--- SHORT EXERCISE ---
Take the line containing "Would you mind pointing out the fluorescent" and all lines after it to the end of the records, and output them exactly.

★ ★ ★ ★ ★

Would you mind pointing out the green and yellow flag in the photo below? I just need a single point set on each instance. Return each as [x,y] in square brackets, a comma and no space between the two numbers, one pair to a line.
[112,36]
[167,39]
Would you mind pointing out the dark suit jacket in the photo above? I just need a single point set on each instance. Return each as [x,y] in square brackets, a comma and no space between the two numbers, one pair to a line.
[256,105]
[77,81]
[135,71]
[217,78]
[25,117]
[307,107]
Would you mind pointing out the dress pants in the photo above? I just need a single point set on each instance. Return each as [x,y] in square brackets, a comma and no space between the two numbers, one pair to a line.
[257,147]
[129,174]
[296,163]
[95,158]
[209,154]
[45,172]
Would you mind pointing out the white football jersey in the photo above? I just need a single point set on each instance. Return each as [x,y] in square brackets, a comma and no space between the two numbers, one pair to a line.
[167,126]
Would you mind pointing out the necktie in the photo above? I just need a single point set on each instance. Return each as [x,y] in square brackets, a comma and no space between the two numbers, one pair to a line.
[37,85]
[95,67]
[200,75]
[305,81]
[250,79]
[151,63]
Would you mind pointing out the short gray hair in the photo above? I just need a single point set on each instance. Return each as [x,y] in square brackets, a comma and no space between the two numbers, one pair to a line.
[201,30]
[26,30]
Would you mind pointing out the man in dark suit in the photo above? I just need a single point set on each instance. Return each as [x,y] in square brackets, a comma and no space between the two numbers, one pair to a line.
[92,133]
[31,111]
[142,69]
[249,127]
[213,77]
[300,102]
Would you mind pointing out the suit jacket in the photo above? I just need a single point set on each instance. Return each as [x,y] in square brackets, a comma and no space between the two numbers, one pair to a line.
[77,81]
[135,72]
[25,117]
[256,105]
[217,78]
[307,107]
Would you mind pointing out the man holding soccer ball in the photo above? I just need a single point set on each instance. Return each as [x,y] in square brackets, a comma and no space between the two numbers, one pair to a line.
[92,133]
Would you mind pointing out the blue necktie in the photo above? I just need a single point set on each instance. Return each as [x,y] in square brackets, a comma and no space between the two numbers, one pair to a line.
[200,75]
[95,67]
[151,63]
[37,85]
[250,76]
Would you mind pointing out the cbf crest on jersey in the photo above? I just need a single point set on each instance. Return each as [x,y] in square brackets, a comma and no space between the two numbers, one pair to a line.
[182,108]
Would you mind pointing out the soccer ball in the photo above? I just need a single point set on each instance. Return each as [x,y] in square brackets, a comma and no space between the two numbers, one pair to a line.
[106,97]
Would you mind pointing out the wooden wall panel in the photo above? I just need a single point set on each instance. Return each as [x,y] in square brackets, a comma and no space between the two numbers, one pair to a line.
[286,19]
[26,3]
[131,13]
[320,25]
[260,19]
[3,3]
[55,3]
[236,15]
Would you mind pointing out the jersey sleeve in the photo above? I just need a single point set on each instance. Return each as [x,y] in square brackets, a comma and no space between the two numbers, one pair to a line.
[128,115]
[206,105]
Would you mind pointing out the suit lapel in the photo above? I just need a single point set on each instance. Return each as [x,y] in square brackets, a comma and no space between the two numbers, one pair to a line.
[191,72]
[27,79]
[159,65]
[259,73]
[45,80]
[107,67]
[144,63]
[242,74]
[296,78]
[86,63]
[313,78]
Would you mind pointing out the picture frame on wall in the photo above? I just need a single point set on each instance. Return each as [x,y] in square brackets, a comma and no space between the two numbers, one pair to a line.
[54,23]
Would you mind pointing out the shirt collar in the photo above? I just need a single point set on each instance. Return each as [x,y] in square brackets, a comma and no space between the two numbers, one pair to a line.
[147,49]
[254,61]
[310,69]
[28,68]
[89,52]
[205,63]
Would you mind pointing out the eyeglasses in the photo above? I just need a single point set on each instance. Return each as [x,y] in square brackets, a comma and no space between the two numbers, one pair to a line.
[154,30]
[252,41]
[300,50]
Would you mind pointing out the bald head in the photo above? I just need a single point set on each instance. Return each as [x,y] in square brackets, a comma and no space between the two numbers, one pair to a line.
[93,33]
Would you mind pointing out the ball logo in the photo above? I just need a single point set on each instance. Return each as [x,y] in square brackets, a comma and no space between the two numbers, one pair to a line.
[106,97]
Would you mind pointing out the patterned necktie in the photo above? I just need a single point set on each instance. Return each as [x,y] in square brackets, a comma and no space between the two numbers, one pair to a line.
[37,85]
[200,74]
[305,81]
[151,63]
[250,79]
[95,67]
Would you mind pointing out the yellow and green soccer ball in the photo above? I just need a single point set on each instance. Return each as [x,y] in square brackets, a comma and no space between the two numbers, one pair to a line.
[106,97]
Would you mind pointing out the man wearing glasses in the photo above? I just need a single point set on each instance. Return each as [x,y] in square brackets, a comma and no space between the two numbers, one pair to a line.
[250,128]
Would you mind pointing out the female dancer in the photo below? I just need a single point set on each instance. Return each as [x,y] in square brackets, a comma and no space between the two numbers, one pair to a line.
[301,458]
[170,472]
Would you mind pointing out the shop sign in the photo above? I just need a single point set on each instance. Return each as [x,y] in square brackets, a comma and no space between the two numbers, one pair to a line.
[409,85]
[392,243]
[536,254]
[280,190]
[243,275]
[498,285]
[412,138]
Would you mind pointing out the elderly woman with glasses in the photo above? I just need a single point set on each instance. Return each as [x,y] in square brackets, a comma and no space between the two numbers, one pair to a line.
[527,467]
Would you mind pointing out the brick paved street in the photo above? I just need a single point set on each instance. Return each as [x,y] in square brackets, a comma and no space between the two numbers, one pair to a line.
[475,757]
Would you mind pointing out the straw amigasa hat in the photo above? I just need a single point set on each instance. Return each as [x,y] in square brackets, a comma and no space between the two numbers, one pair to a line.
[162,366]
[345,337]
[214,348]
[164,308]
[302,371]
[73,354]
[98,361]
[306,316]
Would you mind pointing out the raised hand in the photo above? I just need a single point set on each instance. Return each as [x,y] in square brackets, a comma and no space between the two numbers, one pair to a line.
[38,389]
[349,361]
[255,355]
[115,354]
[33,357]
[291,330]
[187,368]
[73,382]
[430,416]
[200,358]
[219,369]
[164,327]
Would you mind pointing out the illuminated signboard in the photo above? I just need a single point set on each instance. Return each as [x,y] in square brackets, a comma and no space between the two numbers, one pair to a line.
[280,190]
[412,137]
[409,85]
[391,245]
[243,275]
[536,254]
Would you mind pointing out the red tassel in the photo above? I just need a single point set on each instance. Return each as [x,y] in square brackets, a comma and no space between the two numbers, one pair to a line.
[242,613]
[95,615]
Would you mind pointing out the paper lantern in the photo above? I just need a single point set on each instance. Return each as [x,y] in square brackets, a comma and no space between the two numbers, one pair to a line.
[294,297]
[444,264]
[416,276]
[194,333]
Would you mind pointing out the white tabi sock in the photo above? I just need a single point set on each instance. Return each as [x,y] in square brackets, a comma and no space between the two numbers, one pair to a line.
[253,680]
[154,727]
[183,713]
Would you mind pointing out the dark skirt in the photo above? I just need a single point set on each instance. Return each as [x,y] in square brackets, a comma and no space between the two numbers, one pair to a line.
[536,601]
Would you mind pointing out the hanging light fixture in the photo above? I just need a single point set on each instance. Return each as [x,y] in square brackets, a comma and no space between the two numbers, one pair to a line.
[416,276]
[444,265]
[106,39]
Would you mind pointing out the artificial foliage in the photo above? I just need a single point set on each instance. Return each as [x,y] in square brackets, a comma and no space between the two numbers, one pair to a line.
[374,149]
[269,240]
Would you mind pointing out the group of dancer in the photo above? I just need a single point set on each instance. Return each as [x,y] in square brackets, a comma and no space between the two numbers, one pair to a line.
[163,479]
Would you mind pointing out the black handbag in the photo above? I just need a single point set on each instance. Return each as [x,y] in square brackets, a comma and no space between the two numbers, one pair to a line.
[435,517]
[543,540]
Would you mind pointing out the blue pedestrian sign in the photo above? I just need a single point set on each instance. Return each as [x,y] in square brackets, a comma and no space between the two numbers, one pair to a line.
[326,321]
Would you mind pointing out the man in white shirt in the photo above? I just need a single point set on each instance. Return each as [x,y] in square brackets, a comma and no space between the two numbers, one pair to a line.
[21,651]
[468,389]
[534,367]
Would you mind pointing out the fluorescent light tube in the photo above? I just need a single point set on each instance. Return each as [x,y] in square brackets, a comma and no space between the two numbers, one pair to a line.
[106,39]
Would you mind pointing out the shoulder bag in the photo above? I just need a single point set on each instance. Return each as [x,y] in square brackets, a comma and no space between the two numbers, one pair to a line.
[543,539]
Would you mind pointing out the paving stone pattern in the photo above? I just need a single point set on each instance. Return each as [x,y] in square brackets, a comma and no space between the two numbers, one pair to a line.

★ ★ ★ ★ ★

--- EXERCISE SOLUTION ---
Would you mind pointing out the fluorescent light tube in the photo above? I just need a single point set on each instance. Return each as [x,y] in square brackets, a comma and no space between the two numbers, one pair to a line.
[106,39]
Would you mind pointing out the shoulder bag in the photo above? I just need a single point set on each instance. Return each as [x,y] in square brackets, a comma and no space between the two numbers, one pair to a line.
[543,539]
Would you mind pointing out the paving stone pattern in the photo above? I just need a single point set on each instance. Return each as [x,y] in square brackets, a comma and no space between the two numbers, one pair to a line.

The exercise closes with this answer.